- Dark cell: Anatomical terminology[edit on Wikidata]

= Dark cell =

Dark cells are specialized nonsensory epithelial cells found on either side of the vestibular organs (the utricle and the ampullae of the semicircular canals) and lining the endolymphatic space. These dark-cell areas in the vestibular organ are structures involved in the production of endolymph, an inner ear fluid, secreting potassium towards the endolymphatic fluid. Dark cells take part in fluid homeostasis to preserve the unique high-potassium and low-sodium content of the endolymph and also maintain the calcium homeostasis of the inner ear.

Morphological and immunohistochemical studies in several species have indicated that these dark cell areas also form a single layer resting on top of pigmented cells at the base of the cristae ampullaris in the semi-circular canals and around the utricular macula.

==Structure ==

Dark cells are morphologically and functionally similar to marginal cells of the stria vascularis as they both display characteristics of fluid transport tissue; however, studies indicate an earlier histological and immunohistological maturity in the dark-cell areas compared to the stria vascularis.

The dark cell epithelium consists of cells with a multitude of pinocytotic vesicles near their luminal surface. A numerable portion of infoldings occurs at the basal end of the dark cell toward the basal membrane. These infoldings contain a high quantity of mitochondria. The nucleus of the dark cell is displaced toward the surface.

==Function==
Vestibular dark cells transport potassium ions into the inner ear endolymph, a potassium-rich fluid whose homeostasis is essential for hearing and balance. Dark cell regions of the vestibular system are involved in active (energy consuming) ion transport to maintain the unusual endolymph composition. In other words, dark cells utilize the Na^{+}/K^{+}-ATPase pump in order to transport potassium.

The basolateral membranes of vestibular dark cells are highly folded, allowing the enclosure of the numerous large mitochondria, and they contain high levels of Na^{+}/K^{+}-ATPase in both alpha and beta isoforms, transporting potassium into the cell in exchange for sodium while consuming ATP. The infoldings also create large surface area over which ion exchange can take place and the plethora of mitochondria enclosed provides the needed energy source of ATP for active transport.

The basolateral membrane also contains a Na^{+}/K^{+}/Cl^{—}-co-transporter, (NKCC1) which transports all three ions into the cell. The transport of sodium ions into the cell enhances the effect of the Na^{+}/K^{+}-ATPase pump by stimulating the outward transport of Na^{+}, and therefore, the inward transport of K^{+}. Na-K-Cl cotransporter is the therapeutic target of action for loop diuretics in the kidney and loop diuretics have rapid, acute ototoxic side effects through an action on the co-transporter in vestibular dark cells. These acute ototoxic side effects inhibit ion transport resulting in accumulation of ions in the extracellular space leading to edema.

The apical membranes of the dark cells also have a K^{+} channel which is formed of two subunits, the KCNE1 regulatory protein and the KCNQ1 channel proteins.^{[8}] This channel provides the pathway through which K^{+} is secreted into the endolymph. As a result, mutations in the KCNE1 gene disrupt endolymph production in the vestibular system, leading to the collapse of the epithelia of the roof of the utricle, saccule and ampullae, as well as dysfunction of the vestibular sensory organs.

== Research ==

Many species (with recent studies done on dogs) are affected by balance disorders and hearing problems that can be caused by a problem in the dark-cell areas in the vestibular endorgans. Studies researching damaged dark cells due to genetic abnormalities or therapeutics are very important in attempting to understand the onset and mechanism of said balance impairments.

Dogs have been used as models due to similarities between humans and dogs with regards to inner ear size, inner ear lesions and susceptibility to ototoxins.

▶ TASKS AND EXERCISES
- A) Translate this sentence from the article on dark cells into Spanish: "The nucleus of the dark cell is displaced toward the surface."
- B) Print the part of the article on dark cells starting with "Many species (with" and going on through "susceptibility to ototoxins.".
None of the items matter for the article on dark cells.

▶ DATA LISTING

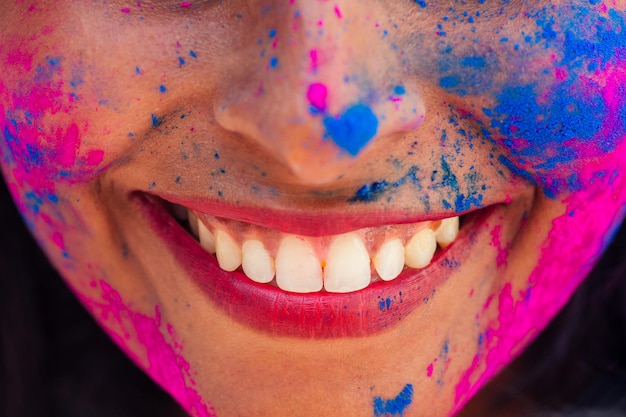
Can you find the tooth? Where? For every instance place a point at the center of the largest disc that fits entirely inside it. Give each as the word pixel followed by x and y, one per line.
pixel 347 264
pixel 207 240
pixel 227 251
pixel 193 223
pixel 420 249
pixel 257 263
pixel 297 267
pixel 389 260
pixel 447 231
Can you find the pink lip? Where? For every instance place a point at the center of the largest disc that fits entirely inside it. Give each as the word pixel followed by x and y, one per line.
pixel 380 306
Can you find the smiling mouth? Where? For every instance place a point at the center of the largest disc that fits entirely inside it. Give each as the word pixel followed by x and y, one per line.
pixel 339 263
pixel 351 300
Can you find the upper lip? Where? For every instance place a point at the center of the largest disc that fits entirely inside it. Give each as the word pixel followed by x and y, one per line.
pixel 323 221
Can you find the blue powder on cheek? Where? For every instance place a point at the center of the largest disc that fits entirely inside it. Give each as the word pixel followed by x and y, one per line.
pixel 370 192
pixel 568 115
pixel 395 406
pixel 352 130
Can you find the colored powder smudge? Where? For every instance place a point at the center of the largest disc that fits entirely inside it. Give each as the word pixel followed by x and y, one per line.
pixel 370 192
pixel 314 59
pixel 395 406
pixel 316 95
pixel 352 130
pixel 162 362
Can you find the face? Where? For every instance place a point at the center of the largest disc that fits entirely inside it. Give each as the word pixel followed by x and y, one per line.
pixel 152 147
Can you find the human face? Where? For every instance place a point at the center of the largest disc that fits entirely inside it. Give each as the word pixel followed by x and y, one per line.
pixel 314 118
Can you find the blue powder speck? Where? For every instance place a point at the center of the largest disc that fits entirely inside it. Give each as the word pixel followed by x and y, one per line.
pixel 370 192
pixel 352 130
pixel 395 406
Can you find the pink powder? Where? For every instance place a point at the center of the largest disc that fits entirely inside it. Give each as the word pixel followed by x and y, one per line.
pixel 161 360
pixel 317 94
pixel 523 315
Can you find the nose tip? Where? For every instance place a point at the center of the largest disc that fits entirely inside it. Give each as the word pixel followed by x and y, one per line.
pixel 319 146
pixel 324 96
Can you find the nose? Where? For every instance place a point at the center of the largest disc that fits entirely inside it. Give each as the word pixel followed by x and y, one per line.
pixel 317 83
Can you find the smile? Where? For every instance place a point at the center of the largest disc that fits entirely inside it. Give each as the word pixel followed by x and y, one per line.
pixel 337 263
pixel 357 282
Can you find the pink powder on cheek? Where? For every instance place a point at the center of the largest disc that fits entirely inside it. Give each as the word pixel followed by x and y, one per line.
pixel 316 94
pixel 163 362
pixel 522 316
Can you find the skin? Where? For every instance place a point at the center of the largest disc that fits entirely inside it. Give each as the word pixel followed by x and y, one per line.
pixel 497 109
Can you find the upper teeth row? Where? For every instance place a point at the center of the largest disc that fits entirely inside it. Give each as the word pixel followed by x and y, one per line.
pixel 347 265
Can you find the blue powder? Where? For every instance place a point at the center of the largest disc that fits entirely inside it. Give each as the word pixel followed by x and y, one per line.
pixel 474 62
pixel 395 406
pixel 370 192
pixel 352 130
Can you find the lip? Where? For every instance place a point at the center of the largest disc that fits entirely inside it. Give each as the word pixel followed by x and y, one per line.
pixel 380 306
pixel 314 222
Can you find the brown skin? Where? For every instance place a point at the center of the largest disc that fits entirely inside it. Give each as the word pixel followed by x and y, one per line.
pixel 238 370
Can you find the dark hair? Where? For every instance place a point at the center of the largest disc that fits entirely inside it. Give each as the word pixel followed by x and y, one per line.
pixel 55 360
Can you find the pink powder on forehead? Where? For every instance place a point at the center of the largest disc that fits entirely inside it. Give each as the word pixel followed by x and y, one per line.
pixel 161 360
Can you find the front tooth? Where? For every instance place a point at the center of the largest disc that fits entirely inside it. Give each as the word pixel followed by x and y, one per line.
pixel 419 251
pixel 297 267
pixel 193 223
pixel 347 265
pixel 447 231
pixel 389 260
pixel 207 240
pixel 227 251
pixel 257 263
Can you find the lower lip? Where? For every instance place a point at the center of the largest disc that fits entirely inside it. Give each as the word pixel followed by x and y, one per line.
pixel 382 305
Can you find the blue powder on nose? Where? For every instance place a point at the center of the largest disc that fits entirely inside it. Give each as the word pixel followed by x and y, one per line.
pixel 352 130
pixel 395 406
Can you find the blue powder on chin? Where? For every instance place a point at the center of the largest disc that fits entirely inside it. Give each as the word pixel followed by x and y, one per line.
pixel 352 130
pixel 395 406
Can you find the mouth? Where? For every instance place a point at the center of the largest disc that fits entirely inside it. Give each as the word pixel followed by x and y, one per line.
pixel 351 284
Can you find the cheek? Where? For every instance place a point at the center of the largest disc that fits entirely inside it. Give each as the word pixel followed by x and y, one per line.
pixel 43 157
pixel 574 111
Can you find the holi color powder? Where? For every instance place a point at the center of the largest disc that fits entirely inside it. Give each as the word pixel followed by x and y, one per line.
pixel 353 129
pixel 395 406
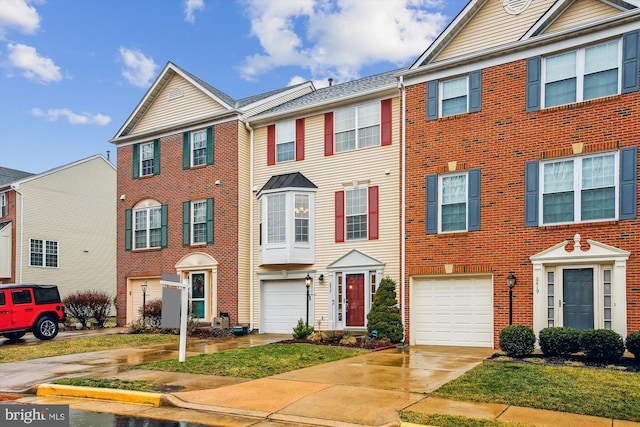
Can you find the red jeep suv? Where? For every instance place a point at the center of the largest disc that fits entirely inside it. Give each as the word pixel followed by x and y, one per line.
pixel 30 308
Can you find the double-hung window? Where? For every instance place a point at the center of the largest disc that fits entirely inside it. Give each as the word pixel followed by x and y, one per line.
pixel 580 189
pixel 147 228
pixel 582 74
pixel 199 148
pixel 197 222
pixel 587 188
pixel 453 202
pixel 285 141
pixel 458 95
pixel 146 159
pixel 357 127
pixel 43 253
pixel 356 214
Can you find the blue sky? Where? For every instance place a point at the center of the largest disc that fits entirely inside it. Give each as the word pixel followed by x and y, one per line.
pixel 71 71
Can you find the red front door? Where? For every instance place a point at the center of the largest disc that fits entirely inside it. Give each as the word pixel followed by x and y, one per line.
pixel 355 300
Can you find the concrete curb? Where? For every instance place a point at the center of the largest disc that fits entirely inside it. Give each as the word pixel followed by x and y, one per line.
pixel 128 396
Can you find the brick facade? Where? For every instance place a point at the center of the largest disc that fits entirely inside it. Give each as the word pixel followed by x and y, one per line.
pixel 173 186
pixel 499 140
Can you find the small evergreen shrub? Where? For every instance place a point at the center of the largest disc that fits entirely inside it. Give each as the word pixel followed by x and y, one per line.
pixel 84 305
pixel 517 340
pixel 601 345
pixel 633 344
pixel 559 341
pixel 302 331
pixel 384 316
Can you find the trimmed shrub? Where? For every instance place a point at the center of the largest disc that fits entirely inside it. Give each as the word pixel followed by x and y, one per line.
pixel 302 331
pixel 384 315
pixel 559 341
pixel 633 344
pixel 83 305
pixel 517 340
pixel 601 345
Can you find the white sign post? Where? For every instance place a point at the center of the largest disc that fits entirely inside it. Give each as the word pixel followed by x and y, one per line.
pixel 173 280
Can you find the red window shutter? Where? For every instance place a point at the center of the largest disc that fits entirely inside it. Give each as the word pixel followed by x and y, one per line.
pixel 339 216
pixel 385 118
pixel 328 134
pixel 300 139
pixel 373 213
pixel 271 145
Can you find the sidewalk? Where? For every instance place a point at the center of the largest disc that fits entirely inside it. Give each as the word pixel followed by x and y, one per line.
pixel 366 390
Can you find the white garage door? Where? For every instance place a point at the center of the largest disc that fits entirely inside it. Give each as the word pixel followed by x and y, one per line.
pixel 283 303
pixel 453 312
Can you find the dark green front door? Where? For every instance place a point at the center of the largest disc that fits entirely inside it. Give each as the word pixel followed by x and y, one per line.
pixel 578 298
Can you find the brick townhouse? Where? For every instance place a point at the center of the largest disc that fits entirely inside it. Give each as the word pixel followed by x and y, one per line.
pixel 521 172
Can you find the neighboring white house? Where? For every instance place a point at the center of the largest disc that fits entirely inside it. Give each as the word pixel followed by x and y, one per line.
pixel 59 226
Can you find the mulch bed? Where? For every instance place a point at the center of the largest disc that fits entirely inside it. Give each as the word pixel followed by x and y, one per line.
pixel 628 364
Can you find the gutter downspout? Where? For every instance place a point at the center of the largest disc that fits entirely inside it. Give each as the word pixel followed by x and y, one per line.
pixel 15 187
pixel 251 226
pixel 403 204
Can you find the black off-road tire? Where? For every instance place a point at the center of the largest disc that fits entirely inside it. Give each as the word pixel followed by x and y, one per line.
pixel 46 328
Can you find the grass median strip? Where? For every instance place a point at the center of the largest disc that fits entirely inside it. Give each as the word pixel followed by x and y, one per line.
pixel 588 391
pixel 255 362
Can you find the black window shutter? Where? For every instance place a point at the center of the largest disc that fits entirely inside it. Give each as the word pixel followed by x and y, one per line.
pixel 531 194
pixel 432 100
pixel 164 235
pixel 127 230
pixel 475 91
pixel 210 221
pixel 533 83
pixel 135 155
pixel 210 144
pixel 186 223
pixel 630 61
pixel 628 182
pixel 474 200
pixel 186 150
pixel 432 204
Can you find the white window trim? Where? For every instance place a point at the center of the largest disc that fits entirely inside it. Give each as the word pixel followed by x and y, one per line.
pixel 577 187
pixel 357 127
pixel 466 202
pixel 192 148
pixel 142 159
pixel 580 66
pixel 192 222
pixel 148 209
pixel 44 253
pixel 288 141
pixel 441 98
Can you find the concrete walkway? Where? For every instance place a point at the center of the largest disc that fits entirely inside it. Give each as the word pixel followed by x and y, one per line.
pixel 366 390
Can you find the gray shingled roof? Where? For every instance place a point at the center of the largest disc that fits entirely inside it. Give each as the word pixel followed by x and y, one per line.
pixel 338 91
pixel 288 180
pixel 7 176
pixel 237 103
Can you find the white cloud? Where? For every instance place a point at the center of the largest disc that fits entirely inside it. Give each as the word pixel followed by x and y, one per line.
pixel 33 66
pixel 190 6
pixel 19 15
pixel 139 70
pixel 338 37
pixel 53 114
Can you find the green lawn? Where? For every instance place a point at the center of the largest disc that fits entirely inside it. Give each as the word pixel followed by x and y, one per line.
pixel 255 362
pixel 604 393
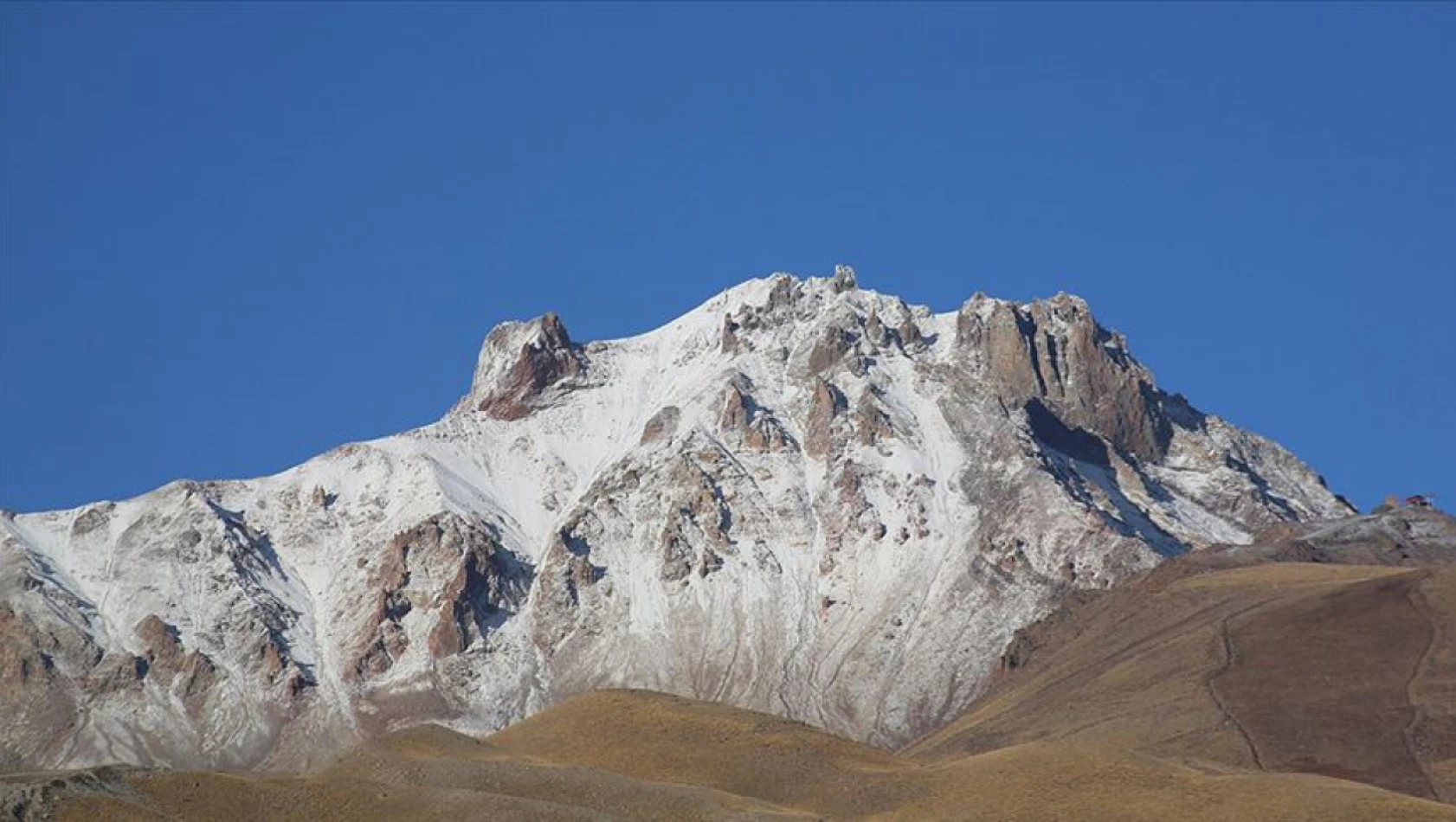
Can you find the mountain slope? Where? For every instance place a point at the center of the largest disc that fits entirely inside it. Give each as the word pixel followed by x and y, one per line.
pixel 640 755
pixel 802 498
pixel 1254 658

▶ WRITTEN ANSWERS
- A) El núcleo de la célula oscura está desplazado hacia la superficie.

- B)
Many species (with recent studies done on dogs) are affected by balance disorders and hearing problems that can be caused by a problem in the dark-cell areas in the vestibular endorgans. Studies researching damaged dark cells due to genetic abnormalities or therapeutics are very important in attempting to understand the onset and mechanism of said balance impairments.

Dogs have been used as models due to similarities between humans and dogs with regards to inner ear size, inner ear lesions and susceptibility to ototoxins.